- **READING TEXT**:
======

VMware Cloud Community
RanjnaAggarwal
VMware Employee
VMware Employee

HT with NUMA

What is the recommendation for HT with NUMA to keep the HT disabled or enabled?

Regards, Ranjna Aggarwal
0 Kudos
8 Replies
JCMorrissey
Expert
Expert

There's nothing indicated in the vsphere best practices guide to indicate that

HT needs to be disabled, if you review pg 22 of the guide http://www.vmware.com/pdf/Perf_Best_Practices_vSphere5.0.pdf

it does menton a scenario which requires tweaking the

vcpu.preferHT flag but it addresses a v specific circumstance

Please consider marking as "helpful", if you find this post useful. Thanks!... http://johncmorrissey.wordpress.com/
0 Kudos
Ethan44
Enthusiast
Enthusiast

Hi

Welcome to the communities.

I will go with Disable the HT option .

"a journey of a thousand miles starts  with a single step."
0 Kudos
RanjnaAggarwal
VMware Employee
VMware Employee

I was also thinking of that?

Regards, Ranjna Aggarwal
0 Kudos
mcowger
Immortal
Immortal

Why would you disable HT?  All the benchmarks show that modern HT, for 95% of workloads, improves performance...

======

(Dataset excerpt)

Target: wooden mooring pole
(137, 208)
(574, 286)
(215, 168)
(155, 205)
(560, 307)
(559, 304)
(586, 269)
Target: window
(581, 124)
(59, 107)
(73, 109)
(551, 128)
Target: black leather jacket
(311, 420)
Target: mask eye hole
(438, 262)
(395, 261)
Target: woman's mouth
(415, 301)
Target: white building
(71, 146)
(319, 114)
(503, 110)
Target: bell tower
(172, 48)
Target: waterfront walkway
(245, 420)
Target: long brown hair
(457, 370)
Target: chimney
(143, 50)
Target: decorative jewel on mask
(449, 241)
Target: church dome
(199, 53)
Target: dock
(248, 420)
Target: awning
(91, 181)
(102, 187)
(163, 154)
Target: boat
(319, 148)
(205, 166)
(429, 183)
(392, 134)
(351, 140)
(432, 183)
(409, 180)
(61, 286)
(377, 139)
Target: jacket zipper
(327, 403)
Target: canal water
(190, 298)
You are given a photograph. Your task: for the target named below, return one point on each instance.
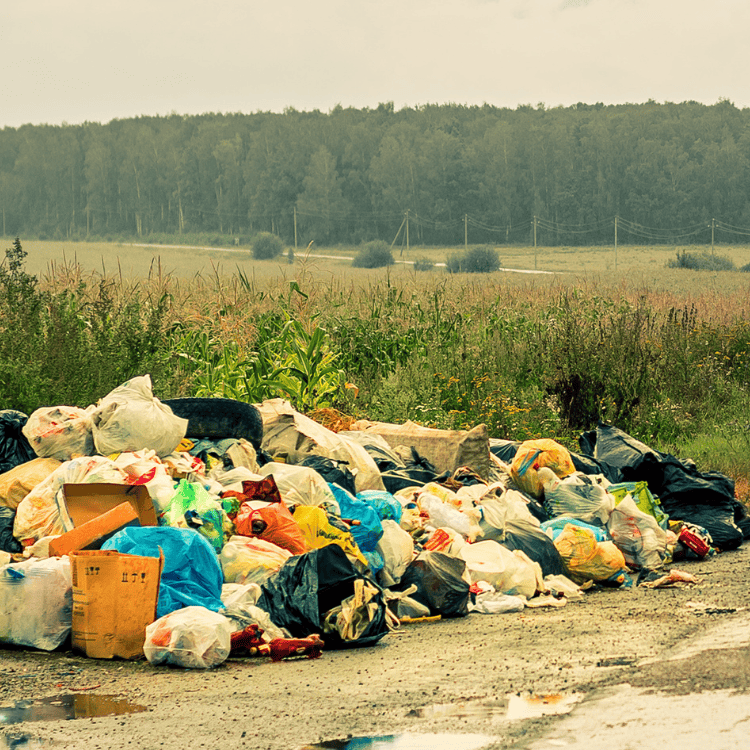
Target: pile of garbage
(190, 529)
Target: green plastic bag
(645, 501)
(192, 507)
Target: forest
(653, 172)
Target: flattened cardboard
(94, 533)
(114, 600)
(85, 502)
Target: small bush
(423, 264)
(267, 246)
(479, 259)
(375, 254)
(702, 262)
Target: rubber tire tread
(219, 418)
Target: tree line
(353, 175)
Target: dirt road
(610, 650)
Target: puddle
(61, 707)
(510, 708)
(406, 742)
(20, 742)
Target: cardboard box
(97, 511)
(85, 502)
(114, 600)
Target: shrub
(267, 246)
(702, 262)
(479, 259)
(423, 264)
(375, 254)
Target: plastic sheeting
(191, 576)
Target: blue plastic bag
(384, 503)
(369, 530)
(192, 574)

======

- **REQUIRED WORK**:
A: In the forum thread on hyperthreading with NUMA, which flag does JCMorrissey say must be adjusted in one specific scenario?
B: Can you carry the forum thread on hyperthreading with NUMA forward from its last post?

- **TASK-BY-TASK RESULTS**:
A: The vcpu.preferHT flag.

B:
--Matt VCDX #52 blog.cowger.us
0 Kudos
RanjnaAggarwal
VMware Employee
VMware Employee

Because numa is not considering HT option.

Regards, Ranjna Aggarwal
0 Kudos
JarryG
Expert
Expert

Just to make things clear, I suppose with NUMA you mean "non uniform memory access" and with HT "hyperthreading". If it is so, then what has NUMA to do with HT? From NUMA point of view, it does not matter if real core (cpu) or "hyperthreaded-core" needs data from memory. The only thing which *does* matter: is memory-page requested in "local" (directly accessible) or "non-local" (indirectly accessible) memory bank?

HT can have (and probably has) some impact on frequency of "cache misses" (2 threads still share the same amount of cpu-cache) and this might increase number of memory-pages requested, but this effect is very small and outweighed by benefits of running 2 threads in parallel.

Or I put it other way: if you do not have problems with HT on UMA (unified memory architecture), you will very probably do not see problems even on NUMA (and vice-versa)...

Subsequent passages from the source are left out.